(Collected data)
──────────

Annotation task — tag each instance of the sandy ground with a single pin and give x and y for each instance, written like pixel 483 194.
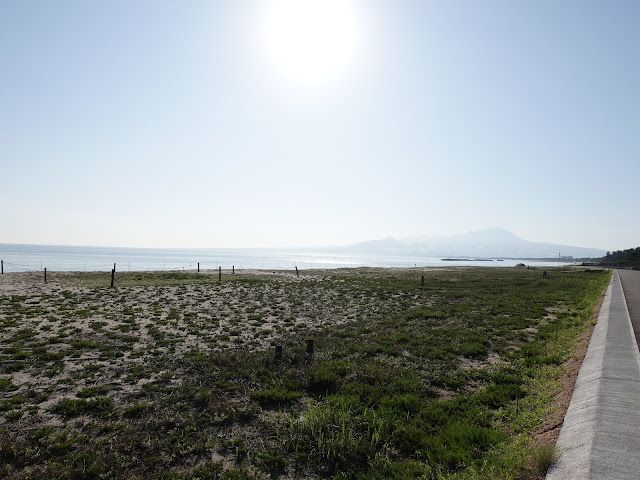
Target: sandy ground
pixel 125 326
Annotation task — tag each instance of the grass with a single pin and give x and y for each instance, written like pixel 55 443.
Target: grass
pixel 173 375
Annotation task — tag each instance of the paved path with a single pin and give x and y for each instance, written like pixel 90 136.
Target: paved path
pixel 631 286
pixel 600 436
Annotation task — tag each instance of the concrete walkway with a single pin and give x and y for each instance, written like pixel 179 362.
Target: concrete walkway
pixel 600 436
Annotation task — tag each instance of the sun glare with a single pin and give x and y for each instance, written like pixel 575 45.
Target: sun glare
pixel 310 41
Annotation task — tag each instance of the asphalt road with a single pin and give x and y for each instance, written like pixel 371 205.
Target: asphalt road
pixel 600 436
pixel 631 285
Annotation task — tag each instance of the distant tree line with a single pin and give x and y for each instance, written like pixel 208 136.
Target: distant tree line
pixel 624 258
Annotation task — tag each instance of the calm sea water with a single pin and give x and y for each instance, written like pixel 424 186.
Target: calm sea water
pixel 22 258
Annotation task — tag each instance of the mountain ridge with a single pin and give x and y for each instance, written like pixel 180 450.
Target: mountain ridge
pixel 492 242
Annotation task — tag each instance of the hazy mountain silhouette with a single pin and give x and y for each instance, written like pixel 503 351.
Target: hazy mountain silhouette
pixel 489 242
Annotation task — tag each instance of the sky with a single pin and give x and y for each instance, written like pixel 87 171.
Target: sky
pixel 246 123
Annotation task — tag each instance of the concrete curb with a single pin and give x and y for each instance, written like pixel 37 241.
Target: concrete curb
pixel 600 435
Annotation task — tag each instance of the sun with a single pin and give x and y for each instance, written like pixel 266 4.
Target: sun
pixel 310 41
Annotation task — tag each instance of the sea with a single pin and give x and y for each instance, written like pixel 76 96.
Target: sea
pixel 29 258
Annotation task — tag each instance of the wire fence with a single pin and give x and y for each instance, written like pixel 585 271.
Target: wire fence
pixel 251 264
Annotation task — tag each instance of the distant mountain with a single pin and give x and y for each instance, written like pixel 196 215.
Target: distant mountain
pixel 487 243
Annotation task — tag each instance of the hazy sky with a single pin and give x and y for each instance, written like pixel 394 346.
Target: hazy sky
pixel 198 124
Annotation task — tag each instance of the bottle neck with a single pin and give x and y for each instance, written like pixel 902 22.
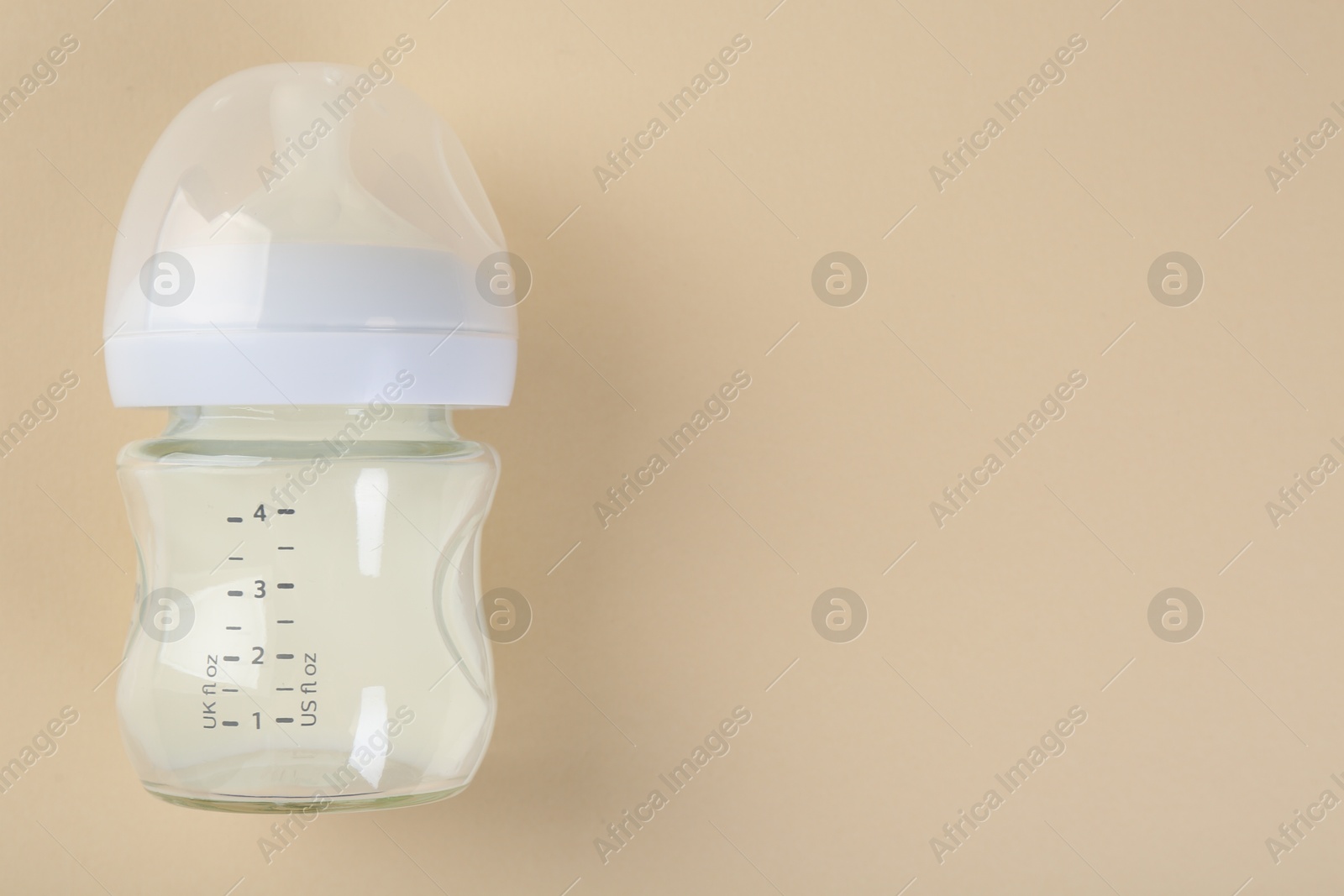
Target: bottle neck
pixel 378 421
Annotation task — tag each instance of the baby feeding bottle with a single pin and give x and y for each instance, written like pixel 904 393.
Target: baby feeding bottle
pixel 308 275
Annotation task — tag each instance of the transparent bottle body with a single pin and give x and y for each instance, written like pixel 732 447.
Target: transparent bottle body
pixel 307 631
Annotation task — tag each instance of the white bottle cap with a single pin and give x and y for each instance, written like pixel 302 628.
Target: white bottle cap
pixel 302 235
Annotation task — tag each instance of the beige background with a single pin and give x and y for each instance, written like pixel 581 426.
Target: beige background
pixel 698 598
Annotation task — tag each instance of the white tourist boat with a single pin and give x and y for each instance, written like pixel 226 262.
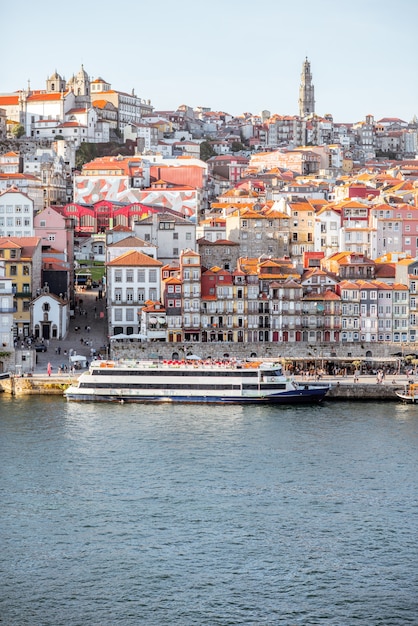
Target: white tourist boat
pixel 254 382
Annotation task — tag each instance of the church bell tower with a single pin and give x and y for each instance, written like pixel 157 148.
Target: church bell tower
pixel 306 91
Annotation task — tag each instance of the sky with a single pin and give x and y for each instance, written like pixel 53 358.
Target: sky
pixel 228 55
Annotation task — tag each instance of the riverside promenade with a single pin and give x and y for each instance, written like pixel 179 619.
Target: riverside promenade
pixel 89 331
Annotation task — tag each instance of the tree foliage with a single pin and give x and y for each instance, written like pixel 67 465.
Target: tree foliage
pixel 86 153
pixel 237 146
pixel 18 131
pixel 206 151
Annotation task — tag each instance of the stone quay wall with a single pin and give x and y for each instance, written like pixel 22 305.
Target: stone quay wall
pixel 126 349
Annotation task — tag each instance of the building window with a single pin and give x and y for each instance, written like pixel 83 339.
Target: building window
pixel 152 276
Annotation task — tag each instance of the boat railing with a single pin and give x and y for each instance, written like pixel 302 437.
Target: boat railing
pixel 203 364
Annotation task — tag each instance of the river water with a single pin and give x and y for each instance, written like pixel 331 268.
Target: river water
pixel 208 515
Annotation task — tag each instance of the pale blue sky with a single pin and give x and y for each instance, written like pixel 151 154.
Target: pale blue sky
pixel 229 55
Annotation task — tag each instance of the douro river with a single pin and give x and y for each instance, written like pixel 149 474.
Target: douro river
pixel 208 515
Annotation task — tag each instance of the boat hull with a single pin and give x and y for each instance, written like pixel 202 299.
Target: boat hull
pixel 146 382
pixel 312 396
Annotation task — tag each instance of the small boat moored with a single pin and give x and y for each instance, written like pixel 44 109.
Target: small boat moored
pixel 410 394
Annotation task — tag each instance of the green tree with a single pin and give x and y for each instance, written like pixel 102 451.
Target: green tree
pixel 237 146
pixel 18 131
pixel 206 151
pixel 86 153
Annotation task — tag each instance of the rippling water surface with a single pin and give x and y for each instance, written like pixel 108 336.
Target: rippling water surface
pixel 161 515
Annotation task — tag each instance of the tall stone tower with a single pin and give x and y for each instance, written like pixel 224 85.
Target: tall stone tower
pixel 306 91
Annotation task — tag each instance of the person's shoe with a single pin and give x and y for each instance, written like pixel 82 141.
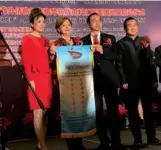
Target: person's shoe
pixel 154 141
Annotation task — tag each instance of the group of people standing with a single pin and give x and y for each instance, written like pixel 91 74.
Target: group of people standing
pixel 127 64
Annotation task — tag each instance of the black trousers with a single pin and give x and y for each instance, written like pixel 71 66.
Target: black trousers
pixel 131 102
pixel 110 94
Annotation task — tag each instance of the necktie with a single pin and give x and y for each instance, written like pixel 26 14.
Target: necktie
pixel 95 41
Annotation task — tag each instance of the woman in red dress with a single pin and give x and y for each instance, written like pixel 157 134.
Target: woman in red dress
pixel 64 28
pixel 37 69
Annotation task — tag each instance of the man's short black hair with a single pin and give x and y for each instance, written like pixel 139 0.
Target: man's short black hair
pixel 89 17
pixel 127 19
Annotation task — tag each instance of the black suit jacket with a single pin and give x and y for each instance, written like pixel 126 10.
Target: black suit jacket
pixel 107 65
pixel 137 62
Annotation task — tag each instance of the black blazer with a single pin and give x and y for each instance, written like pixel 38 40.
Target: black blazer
pixel 107 65
pixel 137 62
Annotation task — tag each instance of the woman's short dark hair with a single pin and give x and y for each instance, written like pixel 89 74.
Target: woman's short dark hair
pixel 89 17
pixel 35 14
pixel 60 21
pixel 128 19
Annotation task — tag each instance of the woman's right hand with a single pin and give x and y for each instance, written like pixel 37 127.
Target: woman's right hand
pixel 32 84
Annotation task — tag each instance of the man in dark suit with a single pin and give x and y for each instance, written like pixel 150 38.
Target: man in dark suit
pixel 139 78
pixel 158 59
pixel 106 82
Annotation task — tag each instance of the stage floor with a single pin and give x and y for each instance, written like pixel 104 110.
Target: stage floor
pixel 90 142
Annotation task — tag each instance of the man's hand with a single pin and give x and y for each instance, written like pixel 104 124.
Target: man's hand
pixel 99 48
pixel 125 86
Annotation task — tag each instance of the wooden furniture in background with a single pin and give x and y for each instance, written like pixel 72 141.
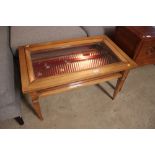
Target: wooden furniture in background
pixel 138 42
pixel 55 67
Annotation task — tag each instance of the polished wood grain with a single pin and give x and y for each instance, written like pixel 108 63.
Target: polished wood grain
pixel 120 83
pixel 36 105
pixel 78 84
pixel 68 81
pixel 138 42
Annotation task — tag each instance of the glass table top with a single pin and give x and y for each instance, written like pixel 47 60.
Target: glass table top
pixel 74 59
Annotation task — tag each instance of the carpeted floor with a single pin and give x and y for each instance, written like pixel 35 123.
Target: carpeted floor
pixel 91 107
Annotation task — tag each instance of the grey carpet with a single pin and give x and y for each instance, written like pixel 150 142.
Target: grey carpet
pixel 91 107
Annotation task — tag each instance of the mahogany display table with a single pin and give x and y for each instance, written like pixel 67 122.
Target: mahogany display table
pixel 55 67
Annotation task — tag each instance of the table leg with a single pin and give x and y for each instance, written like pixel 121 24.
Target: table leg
pixel 120 83
pixel 36 105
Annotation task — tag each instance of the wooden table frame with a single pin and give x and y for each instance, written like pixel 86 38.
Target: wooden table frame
pixel 47 86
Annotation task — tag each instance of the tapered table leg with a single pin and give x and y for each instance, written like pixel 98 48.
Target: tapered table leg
pixel 36 105
pixel 120 83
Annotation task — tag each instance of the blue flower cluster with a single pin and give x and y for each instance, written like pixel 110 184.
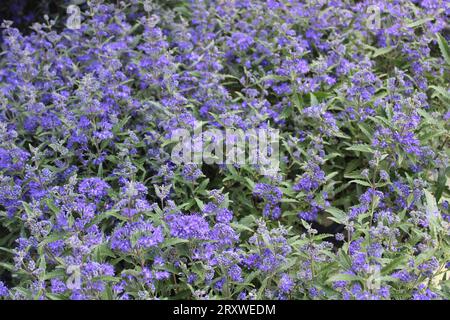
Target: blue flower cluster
pixel 93 206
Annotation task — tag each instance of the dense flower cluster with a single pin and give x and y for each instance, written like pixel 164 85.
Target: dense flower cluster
pixel 93 207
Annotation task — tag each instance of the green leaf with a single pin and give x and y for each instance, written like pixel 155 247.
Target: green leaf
pixel 361 148
pixel 443 46
pixel 338 214
pixel 344 277
pixel 382 51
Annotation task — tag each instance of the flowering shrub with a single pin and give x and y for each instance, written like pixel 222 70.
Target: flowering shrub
pixel 92 206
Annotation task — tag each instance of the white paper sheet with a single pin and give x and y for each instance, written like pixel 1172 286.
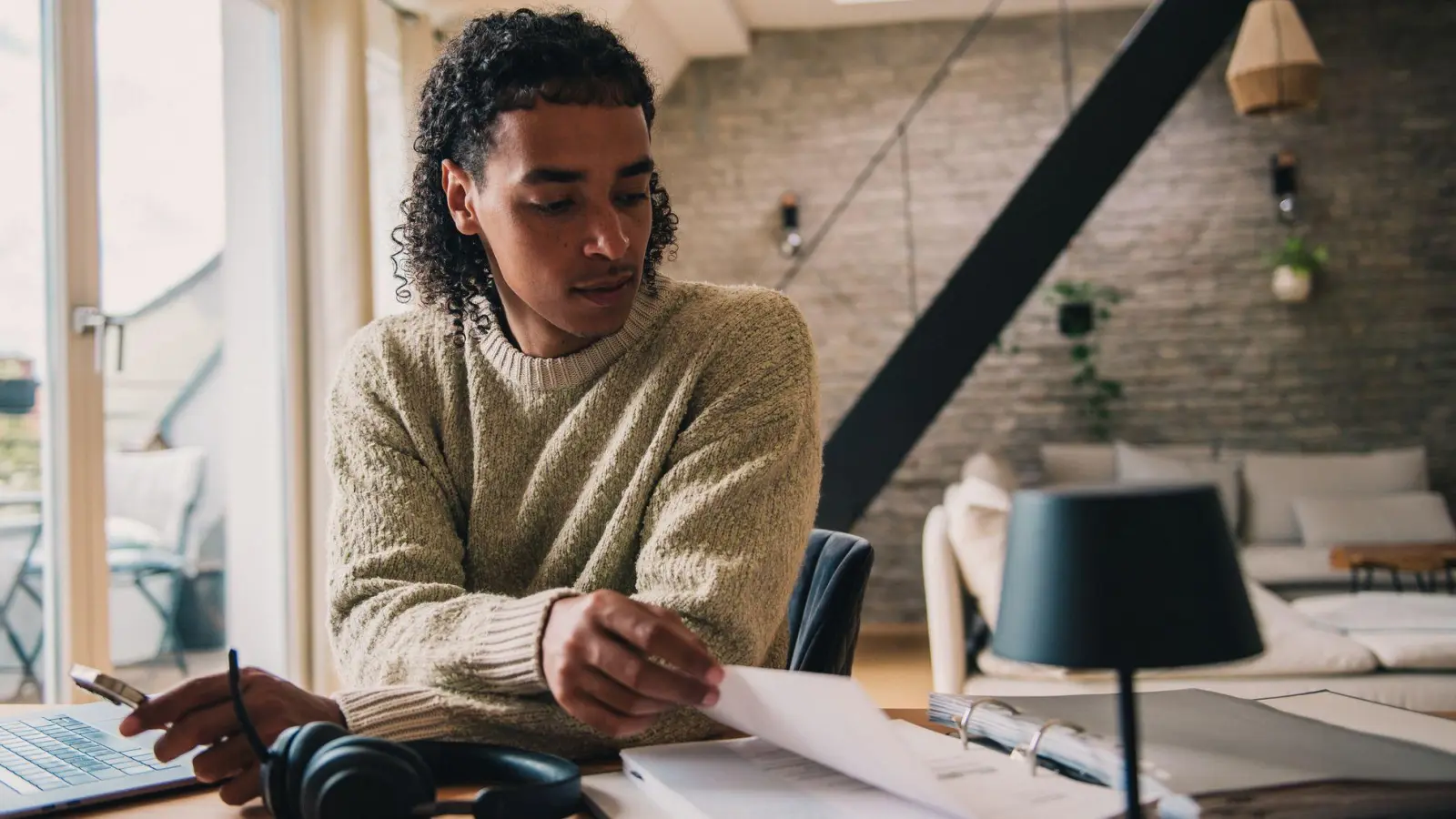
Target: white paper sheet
pixel 1370 717
pixel 834 738
pixel 830 720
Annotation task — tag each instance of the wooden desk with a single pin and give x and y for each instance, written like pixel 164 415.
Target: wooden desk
pixel 1424 560
pixel 203 804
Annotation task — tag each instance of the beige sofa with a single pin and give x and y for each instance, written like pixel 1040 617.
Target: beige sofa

──────────

Rewrite the records from the line containing "Annotation task — tag each instance of the baby" through the line containing "pixel 254 382", replacing "beige" with "tan" and keeping everything else the same. Leave out the pictures.

Annotation task — tag each instance of the baby feeding bottle with a single pin and give x and y for each instance, written like pixel 904 393.
Target: baby feeding bottle
pixel 308 275
Annotation task — tag each instance of the transparent bottle body with a single pin and give x and y for each instance, written like pixel 732 447.
Target: transparent bottle body
pixel 307 631
Annotation task — tag each instance of the white bottle cap with a single pin and give x and y for each instance, written like pixel 302 628.
Target: white bottle cap
pixel 302 235
Annotation task — tag each instance of the tan background with a single pin and give x and y for each instance, written like pixel 581 426.
Target: tan background
pixel 698 598
Annotation task — tag each instance of the white tourist boat with a single pin and give x and y for each instance, written like pixel 226 262.
Target: white tourist boat
pixel 254 382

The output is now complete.